▶ [YOUR INSTRUCTIONS]
In the text on premature ovarian failure, turn the paragraph beginning "While the exact cause of premature ovarian failure" into a short bulleted list that keeps its main facts.

▶ [TEXT EXCERPT]
——
Premature ovarian failure refers to the loss of regular function of a woman’s ovaries before the age of 40. When the ovaries fail, they stop generating normal amounts of hormone estrogen or releasing eggs and in turn, infertility is a common end result.
With premature ovarian failure, women may have irregular periods or may even become pregnant. It is often associated with premature menopause, however, the difference is that women with premature menopause stop having periods and can’t get pregnant.
While the exact cause of premature ovarian failure remains unknown, restoring estrogen levels in women can help prevent further complications that can arise such as osteoporosis. Infertility, on the other hand, is more complicated matter and difficult to treat.
Common signs and symptoms of premature ovarian failure include:
- Irregular or skipped periods
- Hot flashes
- Night sweats
- Vaginal dryness
- Painful sexual intercourse
- Poor concentration
- Low sex drive
- Difficulty sleeping
Although the exact cause remains unknown, genetics and changes in a woman’s immune system seem to play a role in premature ovarian failure. These changes may include:
- Chromosomal defects: Certain genetic disorders are associated with premature ovarian failure such as Turner's syndrome, a condition in which a woman is born with only one X chromosome instead of the usual two.
- Chemotherapy and radiation therapy: Premature ovarian failure may result if genetic material in the cells becomes damaged due to toxin-induced treatments. Other toxins such as cigarette smoke, chemicals, and viruses may also trigger ovarian failure.
- Immune system disorders: If certain changes within the immune system start producing antibodies in which a woman’s body attacks its own ovarian tissue, the end result is damage to the egg.
- Unidentified factors: There are certain factors that remain unknown as to the exact underlying cause of premature ovarian failure. Further testing is often required.
Certain factors that increase the risk of developing premature ovarian failure include:
- Age (most common in women around the ages of 35-40)
- Having a family history of premature ovarian failure
Complications that can arise from premature ovarian failure include the following:
- Infertility: The inability to get pregnant
- Osteoporosis: A condition that cause weak and brittle bones
- Depression or anxiety: Due to high risk of infertility and other complications, some women may experience mood changes such as depression and anxiety.
Treatment options for premature ovarian failure typically focus on the complications that can arise from estrogen deficiency.
Women often choose to pursue pregnancy through estrogen therapy or in vitro fertilization. It is also recommended that women who are trying to get pregnant take calcium and vitamin D supplements to help build the baby’s bone strength and teeth.
A more detailed description of treatment options for premature ovarian failure includes the following:
- Estrogen therapy: A medical procedure that involves adding certain female hormones (progesterone) to replace the ones the ovaries no longer produce (estrogen). The combination of hormones may cause vaginal bleeding again, but it won't restore ovarian function. Depending on a woman’s age and overall health condition, estrogen therapy has been associated with an increased risk of heart and blood vessel disease as well as breast cancer.
- Calcium and vitamin D supplements: Receiving both calcium and vitamin D are important for preventing osteoporosis, a condition that causes weak and brittle bones.
- In Vitro Fertilization: A process in which an egg is removed from the donor and is further fertilized by sperm outside the body, in vitro (in glass). The fertilized egg is then placed in a woman’s uterus. Medications are often recommended during this process in order to help balance the hormones to support the pregnancy.
——
[Region pointing data]
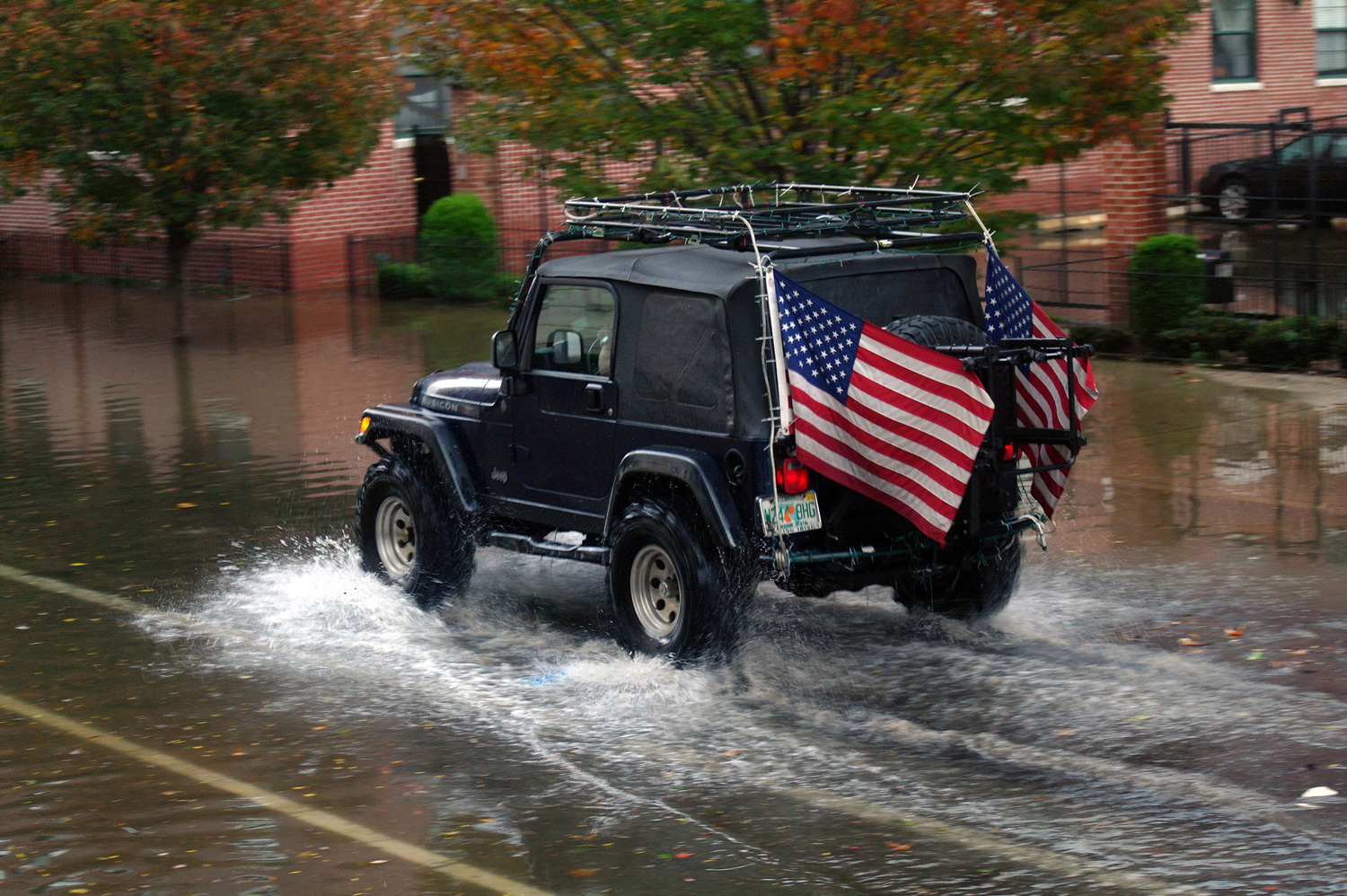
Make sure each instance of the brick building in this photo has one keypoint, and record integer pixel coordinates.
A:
(1242, 61)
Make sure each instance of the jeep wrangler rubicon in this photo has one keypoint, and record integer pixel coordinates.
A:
(630, 417)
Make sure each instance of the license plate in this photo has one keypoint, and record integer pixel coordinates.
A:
(797, 514)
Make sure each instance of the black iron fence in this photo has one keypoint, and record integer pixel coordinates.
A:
(210, 263)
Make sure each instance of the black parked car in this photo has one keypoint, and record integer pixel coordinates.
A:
(625, 419)
(1314, 166)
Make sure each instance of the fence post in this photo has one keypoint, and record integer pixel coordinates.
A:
(350, 264)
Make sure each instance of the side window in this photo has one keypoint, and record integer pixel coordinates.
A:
(682, 373)
(574, 330)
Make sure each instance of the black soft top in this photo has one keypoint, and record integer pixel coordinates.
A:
(709, 269)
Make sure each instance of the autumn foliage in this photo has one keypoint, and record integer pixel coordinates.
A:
(180, 116)
(876, 92)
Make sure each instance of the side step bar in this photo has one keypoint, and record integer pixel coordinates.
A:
(538, 548)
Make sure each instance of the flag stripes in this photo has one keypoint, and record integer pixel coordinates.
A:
(881, 415)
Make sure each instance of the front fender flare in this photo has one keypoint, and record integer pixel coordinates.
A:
(409, 419)
(702, 478)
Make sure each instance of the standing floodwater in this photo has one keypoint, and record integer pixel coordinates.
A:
(1144, 717)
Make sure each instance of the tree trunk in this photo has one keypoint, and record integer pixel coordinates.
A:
(180, 237)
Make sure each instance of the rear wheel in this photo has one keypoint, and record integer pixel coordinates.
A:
(970, 591)
(409, 537)
(1234, 199)
(671, 596)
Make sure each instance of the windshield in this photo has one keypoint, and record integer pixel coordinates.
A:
(1301, 148)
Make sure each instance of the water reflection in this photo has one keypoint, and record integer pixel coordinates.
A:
(508, 731)
(1176, 457)
(242, 430)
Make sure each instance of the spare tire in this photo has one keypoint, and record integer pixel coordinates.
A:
(929, 330)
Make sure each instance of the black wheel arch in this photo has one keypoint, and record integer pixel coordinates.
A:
(409, 420)
(678, 472)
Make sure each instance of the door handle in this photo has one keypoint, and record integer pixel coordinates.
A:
(594, 398)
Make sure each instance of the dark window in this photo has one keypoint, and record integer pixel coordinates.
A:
(1234, 42)
(425, 107)
(682, 373)
(1331, 37)
(574, 330)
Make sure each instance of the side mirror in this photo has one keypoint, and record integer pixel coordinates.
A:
(506, 350)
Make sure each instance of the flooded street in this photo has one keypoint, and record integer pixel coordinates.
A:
(201, 693)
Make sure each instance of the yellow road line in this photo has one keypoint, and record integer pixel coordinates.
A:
(275, 802)
(1047, 860)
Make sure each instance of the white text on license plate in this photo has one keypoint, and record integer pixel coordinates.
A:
(797, 514)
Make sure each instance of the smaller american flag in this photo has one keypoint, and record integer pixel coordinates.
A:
(1040, 388)
(881, 415)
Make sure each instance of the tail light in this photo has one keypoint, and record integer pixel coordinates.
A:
(792, 476)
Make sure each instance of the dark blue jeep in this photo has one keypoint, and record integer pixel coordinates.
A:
(628, 417)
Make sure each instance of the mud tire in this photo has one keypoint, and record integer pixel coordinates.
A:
(671, 546)
(929, 330)
(444, 551)
(964, 592)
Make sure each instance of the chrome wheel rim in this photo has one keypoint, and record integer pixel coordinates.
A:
(1234, 201)
(395, 537)
(656, 594)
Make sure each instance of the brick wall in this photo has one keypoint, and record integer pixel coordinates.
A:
(1287, 78)
(379, 198)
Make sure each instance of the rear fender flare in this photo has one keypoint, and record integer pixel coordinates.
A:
(692, 470)
(409, 419)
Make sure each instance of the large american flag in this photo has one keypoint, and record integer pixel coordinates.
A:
(884, 417)
(1040, 388)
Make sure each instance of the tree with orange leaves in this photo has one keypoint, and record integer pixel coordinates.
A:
(182, 116)
(870, 92)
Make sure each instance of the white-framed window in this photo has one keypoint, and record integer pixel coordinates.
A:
(1234, 40)
(1331, 38)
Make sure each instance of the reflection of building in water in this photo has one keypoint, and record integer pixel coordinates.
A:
(1183, 459)
(86, 368)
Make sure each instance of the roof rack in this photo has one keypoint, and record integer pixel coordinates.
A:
(740, 215)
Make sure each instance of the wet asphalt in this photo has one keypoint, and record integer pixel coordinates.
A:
(202, 693)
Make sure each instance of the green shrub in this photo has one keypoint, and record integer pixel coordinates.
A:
(1166, 283)
(1292, 341)
(401, 280)
(1203, 337)
(1105, 338)
(458, 245)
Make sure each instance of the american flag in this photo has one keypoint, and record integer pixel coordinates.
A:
(1040, 388)
(881, 415)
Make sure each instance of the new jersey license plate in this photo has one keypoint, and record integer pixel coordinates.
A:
(795, 514)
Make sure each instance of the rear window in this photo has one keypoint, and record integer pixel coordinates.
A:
(883, 295)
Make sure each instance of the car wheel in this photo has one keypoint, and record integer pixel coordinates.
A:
(409, 537)
(670, 593)
(967, 592)
(929, 330)
(1234, 199)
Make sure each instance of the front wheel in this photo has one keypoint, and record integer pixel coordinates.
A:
(409, 537)
(969, 591)
(670, 594)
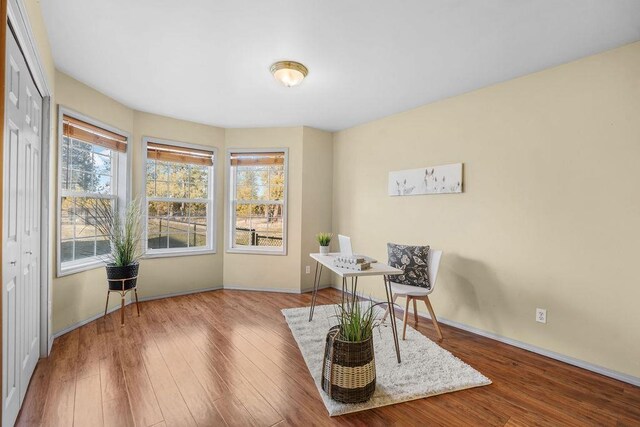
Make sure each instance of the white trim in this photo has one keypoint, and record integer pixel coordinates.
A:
(229, 224)
(181, 293)
(178, 252)
(543, 352)
(532, 348)
(18, 20)
(212, 217)
(278, 290)
(46, 296)
(117, 307)
(123, 170)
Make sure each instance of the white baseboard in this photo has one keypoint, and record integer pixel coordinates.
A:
(149, 298)
(177, 294)
(534, 349)
(544, 352)
(242, 288)
(305, 290)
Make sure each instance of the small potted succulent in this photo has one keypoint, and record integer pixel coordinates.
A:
(324, 239)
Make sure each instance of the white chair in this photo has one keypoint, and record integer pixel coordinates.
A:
(413, 293)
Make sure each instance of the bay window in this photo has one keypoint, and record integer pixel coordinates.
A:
(92, 169)
(258, 201)
(179, 193)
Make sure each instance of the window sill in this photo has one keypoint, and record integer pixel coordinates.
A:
(254, 251)
(178, 253)
(79, 268)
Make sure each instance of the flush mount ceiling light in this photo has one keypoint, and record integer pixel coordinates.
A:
(289, 73)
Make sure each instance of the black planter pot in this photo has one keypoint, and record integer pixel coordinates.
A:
(125, 272)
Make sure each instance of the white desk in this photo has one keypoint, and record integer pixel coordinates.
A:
(377, 269)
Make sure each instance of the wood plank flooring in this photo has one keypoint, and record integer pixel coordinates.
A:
(228, 358)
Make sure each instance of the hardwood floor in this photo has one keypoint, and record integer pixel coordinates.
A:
(228, 358)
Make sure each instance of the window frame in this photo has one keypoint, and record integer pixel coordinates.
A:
(231, 202)
(122, 193)
(212, 216)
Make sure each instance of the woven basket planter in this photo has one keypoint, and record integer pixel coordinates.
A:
(349, 369)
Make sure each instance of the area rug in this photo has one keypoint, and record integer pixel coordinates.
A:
(426, 369)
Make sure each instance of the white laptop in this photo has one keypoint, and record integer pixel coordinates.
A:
(346, 249)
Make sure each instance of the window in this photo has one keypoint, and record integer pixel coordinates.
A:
(258, 201)
(179, 197)
(93, 165)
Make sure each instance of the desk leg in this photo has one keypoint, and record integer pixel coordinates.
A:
(316, 285)
(392, 315)
(354, 292)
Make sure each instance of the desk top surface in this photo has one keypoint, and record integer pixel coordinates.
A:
(377, 268)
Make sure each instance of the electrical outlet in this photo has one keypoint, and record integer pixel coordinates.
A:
(541, 315)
——
▶ [SOLUTION TO THIS EXERCISE]
- The exact cause of premature ovarian failure is unknown.
- Restoring estrogen levels can help prevent further complications, such as osteoporosis.
- Infertility is more complicated and difficult to treat.